# やること:
下に載せる『剣客商売』「暗殺者」のあらすじを、最後の文の後から書き継いでください。

# 元の文章:
###

みなさん、こんにちは。管理人の佐藤有です。
さて、本日からはシリーズ2作目となる特別長編、第14巻「暗殺者」に突入します。今回は、「暗殺者」の第1編で、物語の鍵を握る凄腕の浪人剣客・浪川周蔵と、浪川の腕前を目の当たりにして以来、彼に興味を持ち始めた小兵衛の動向を描いた「浪人・浪川周蔵」を紹介します。
 

剣客商売 暗殺者・浪人・浪川周蔵のあらすじネタバレ

あらすじ1)
盟友・内山文太の死後、もぬけの殻となってしまった小兵衛は、家に閉じこもる日が多くなり、しまいには夢枕に内山が現れたことで、自分もあの世へ旅立つ日が近くなったのではと、冗談とも思えない口調でぼやき、おはるや大治郎夫妻を心配させていました。
 
そして、季節は師走に入り、ようやく気持ちの整理がついた小兵衛は、内山の孫娘・お直と夫婦になった町医者・横山正元の元へ泊りがけで遊びに向かいました。
 
横山の女房となったお直は、見違えるほど健康的な姿をみせており、いずれは正元との子供も産めると安心した小兵衛は、あの世に旅立った内山へ語りかけながら鐘ヶ淵に帰ります。
 
翌日、遅い朝食を御馳走後、横山宅を後にした小兵衛は、雑司ヶ谷の鬼子母神へ参詣に向かうべく、穴八幡から高田馬場の西側の坂道を北へ下っていきます。そして、下りきった先の姿見橋からさらに坂道を北へのぼった先が雑木林でした。
 
高田馬場はかつて果し合いに訪れた場所であり、昔と変わらない周囲の様子に心を和ませながら、坂道の左側にある日蓮宗の亮朝院に立ち寄ったその時、境内の枯木立から浪人風の男3人が飛び出し、刀を引き抜いた2人が、素手で戦うもう1人の浪人をはさむように攻めます。
 
いつも調子に戻った小兵衛は、木陰に隠れながら3人の様子を伺います。素手で戦う浪人は、左の小鼻に黒子があり、小兵衛にとって見覚えのある顔でした。

###

(ポイント配置の記録)

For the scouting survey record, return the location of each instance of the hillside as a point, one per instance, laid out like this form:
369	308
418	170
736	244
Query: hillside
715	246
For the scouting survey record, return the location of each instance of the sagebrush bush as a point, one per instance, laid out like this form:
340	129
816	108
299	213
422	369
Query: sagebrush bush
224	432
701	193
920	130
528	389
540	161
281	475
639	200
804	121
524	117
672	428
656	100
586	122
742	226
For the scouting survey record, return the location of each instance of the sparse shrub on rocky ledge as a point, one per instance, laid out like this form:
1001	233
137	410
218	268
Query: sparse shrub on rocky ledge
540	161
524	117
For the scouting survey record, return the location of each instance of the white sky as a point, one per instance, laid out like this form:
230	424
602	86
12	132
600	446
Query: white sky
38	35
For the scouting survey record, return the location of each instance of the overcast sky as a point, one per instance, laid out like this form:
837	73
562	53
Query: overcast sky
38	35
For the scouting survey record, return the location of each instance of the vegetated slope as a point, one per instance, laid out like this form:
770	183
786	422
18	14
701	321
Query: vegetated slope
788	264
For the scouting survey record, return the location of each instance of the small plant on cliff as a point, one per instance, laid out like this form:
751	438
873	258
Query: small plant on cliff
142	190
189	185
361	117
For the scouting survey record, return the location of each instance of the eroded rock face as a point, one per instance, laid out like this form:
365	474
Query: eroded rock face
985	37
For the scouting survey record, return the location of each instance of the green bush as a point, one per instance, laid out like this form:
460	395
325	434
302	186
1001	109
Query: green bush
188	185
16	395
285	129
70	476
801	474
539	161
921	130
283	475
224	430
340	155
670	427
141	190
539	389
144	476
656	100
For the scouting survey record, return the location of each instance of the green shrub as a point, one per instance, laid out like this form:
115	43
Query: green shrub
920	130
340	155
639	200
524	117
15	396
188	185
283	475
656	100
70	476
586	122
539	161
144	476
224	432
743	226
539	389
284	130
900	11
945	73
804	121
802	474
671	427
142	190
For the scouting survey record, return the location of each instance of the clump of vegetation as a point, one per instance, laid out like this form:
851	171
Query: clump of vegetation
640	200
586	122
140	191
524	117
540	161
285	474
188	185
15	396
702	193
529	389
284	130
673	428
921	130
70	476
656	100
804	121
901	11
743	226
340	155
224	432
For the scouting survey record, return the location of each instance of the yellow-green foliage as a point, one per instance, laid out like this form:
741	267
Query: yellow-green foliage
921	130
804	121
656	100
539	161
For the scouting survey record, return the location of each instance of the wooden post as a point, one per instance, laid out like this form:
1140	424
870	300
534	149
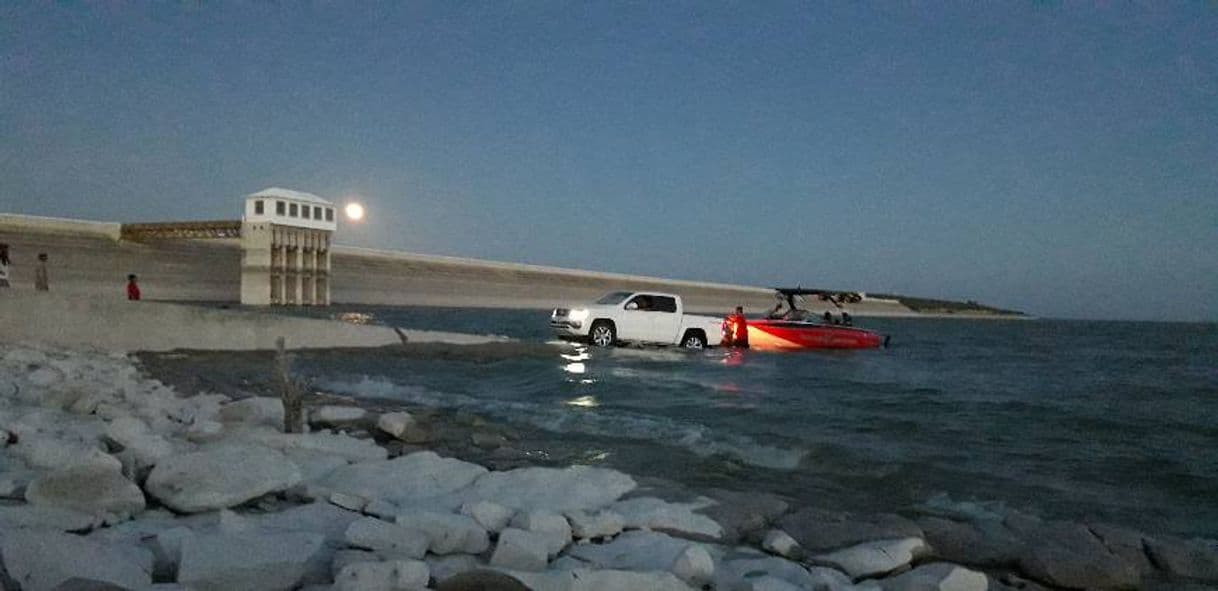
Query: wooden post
289	392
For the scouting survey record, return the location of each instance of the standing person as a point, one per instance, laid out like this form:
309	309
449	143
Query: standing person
133	289
42	283
4	265
736	329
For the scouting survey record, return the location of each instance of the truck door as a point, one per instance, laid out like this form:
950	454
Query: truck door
636	319
665	319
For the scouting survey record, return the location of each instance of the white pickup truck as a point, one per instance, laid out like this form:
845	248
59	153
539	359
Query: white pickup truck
640	317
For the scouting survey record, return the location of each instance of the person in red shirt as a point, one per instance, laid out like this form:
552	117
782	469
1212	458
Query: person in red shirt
133	289
736	329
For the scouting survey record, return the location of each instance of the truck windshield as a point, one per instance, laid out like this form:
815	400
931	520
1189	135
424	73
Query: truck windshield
615	297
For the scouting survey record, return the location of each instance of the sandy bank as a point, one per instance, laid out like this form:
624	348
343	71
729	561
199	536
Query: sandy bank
28	317
88	261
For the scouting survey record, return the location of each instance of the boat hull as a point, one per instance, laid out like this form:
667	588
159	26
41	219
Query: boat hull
785	335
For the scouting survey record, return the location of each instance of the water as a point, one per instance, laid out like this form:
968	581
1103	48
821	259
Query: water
1113	422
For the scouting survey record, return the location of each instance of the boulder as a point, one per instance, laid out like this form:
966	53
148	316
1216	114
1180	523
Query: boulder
386	539
1068	555
331	444
519	550
448	533
347	556
551	525
49	453
42	561
648	551
741	572
693	566
875	557
982	544
95	490
481	580
1195	559
663	516
491	516
599	580
776	541
219	477
599	524
45	518
402	425
743	514
822	530
938	576
145	446
577	488
247	562
390	575
256	410
334	414
417	479
443	567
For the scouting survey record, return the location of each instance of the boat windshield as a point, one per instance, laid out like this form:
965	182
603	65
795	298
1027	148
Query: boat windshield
614	297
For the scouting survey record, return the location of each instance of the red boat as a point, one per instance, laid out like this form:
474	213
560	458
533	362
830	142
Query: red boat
797	328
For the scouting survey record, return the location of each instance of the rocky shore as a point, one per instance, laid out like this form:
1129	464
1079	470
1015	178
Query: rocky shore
110	479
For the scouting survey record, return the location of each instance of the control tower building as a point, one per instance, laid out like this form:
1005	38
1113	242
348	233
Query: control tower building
285	241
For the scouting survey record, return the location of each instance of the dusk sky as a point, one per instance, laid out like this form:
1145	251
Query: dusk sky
1055	157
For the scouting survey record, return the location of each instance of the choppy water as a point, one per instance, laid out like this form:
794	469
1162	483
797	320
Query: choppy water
1115	422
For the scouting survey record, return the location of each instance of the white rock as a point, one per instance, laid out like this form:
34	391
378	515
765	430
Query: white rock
134	435
219	477
333	414
448	533
347	556
939	576
166	550
45	518
491	516
245	562
398	424
577	488
383	509
390	575
417	479
387	539
45	452
770	583
314	466
873	558
334	444
658	514
633	551
89	489
551	525
350	502
694	566
40	561
257	410
599	580
599	524
205	431
739	573
780	542
520	550
443	567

###

# 出力:
一方、黒子のある浪人は、相手が刀をふりかざすと同時に、刀をひきぬき、抜き打ちに右のふちももを斬り裂きます。2人は、浪人をかなわないと思い、じりじりと後退するとどこかへ去っていき、残された浪人も彼らを追うことせず、周囲を警戒しながらどこかへ去っていきます
 
3人の一部始終を見ていた小兵衛は、黒子の浪人のことを思い出します。彼とは、今年の春と夏、それぞれ1度ほど、真崎稲荷神社のあたりで見かけていました。小兵衛は孫・小太郎を抱き、浪人の方は娘と思われる4,5歳ほどの子供を連れており、お互いに軽く会釈をかわしたことがありました。
 
浪人は、年少の頃から研鑚を重ね、真剣の試合を何度も戦ったと見えた一方、その大刀には何人ものの血がついていたと察します。
 
小兵衛の推測は当たっており、浪人はこれより前に、「元締」と呼ぶ町人風の中年男から金五十両である人物の暗殺を依頼されていました。元締曰く、標的は稼業の掟で詳しい事情が話せないものの、世のため人のために生かしておいてはいけない人物油断の隙もないほど強い人物のため、剣術の腕のある
先生(黒子の浪人)にしか頼めないとのこと。
 
しかし、浪人は、今はお金に困っていない、別の場所に引越し、別人になったような心境でいるから等と、元締の必死の頼みを断わっていました。今回の頼みは、急ぎを要するらしく、是が非でも仕掛けを成功させたい元締は、なんとしてでもこの浪人に受けて欲しいと願っていました。
 
元締が信頼を寄せる浪人の名は浪川周蔵といい、現在は高田の馬場の南面にある無人となった農家を借り受け、妻・静と4歳になる娘・八重と暮らしていました。それ以前は、本所・三ツ目や浅草・新鳥越の永久寺の裏手にあった先代住職の隠居所に住んでおり、ある理由から引っ越しを繰り返していました。
 
そして、浅草から高田に引き移って2ヶ月しか立っていないにも関わらず、浪川は再び引っ越しをすることを妻に打ち明けます。静は、夫なりに何か考えがあるのではと察し、その理由を尋ねることなく、夫の考えに従いました。
 
その頃、浪川周蔵を目撃した後、橋場に立ち寄った小兵衛は、大治郎に浪川の容姿や童女の事などを打ち明け心あたりはないかと聞きます。しかし、大治郎はもちろん、三冬も浪川に対して心当りはありませんでした。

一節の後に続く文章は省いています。